Problem statement » Reproduce the listing below, replacing every occurrence of "drop one point" with "place a single point" and leaving all other text unchanged.
______
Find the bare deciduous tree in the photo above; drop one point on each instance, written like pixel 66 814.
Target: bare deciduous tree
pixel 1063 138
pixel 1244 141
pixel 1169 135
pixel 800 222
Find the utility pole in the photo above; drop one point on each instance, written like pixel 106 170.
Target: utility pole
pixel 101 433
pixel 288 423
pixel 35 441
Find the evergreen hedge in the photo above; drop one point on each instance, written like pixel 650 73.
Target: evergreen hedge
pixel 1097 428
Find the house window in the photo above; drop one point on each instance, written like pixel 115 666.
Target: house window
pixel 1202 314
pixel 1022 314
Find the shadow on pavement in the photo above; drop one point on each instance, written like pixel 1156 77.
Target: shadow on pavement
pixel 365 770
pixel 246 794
______
Completed exercise »
Find the bare deciduous tree in the photo above; place a single point on each instance, written like pixel 66 814.
Target: bare deciduous tree
pixel 1063 138
pixel 1244 141
pixel 1169 135
pixel 800 222
Find the utility pole in the photo above; place a single point on each instance, written like pixel 106 170.
Target: utility pole
pixel 101 433
pixel 288 423
pixel 35 441
Find the evergreen hedge in the photo above; place a single point on each instance, written like pixel 650 73.
Target: evergreen hedge
pixel 1097 428
Find the house window in the photo above; place a single point on each instance, written like pixel 115 666.
Target: house window
pixel 1202 314
pixel 1022 314
Find the shadow on pavement in the photo above; place a single point on each instance, written like pixel 1156 77.
Target: shadow on pavement
pixel 365 770
pixel 246 794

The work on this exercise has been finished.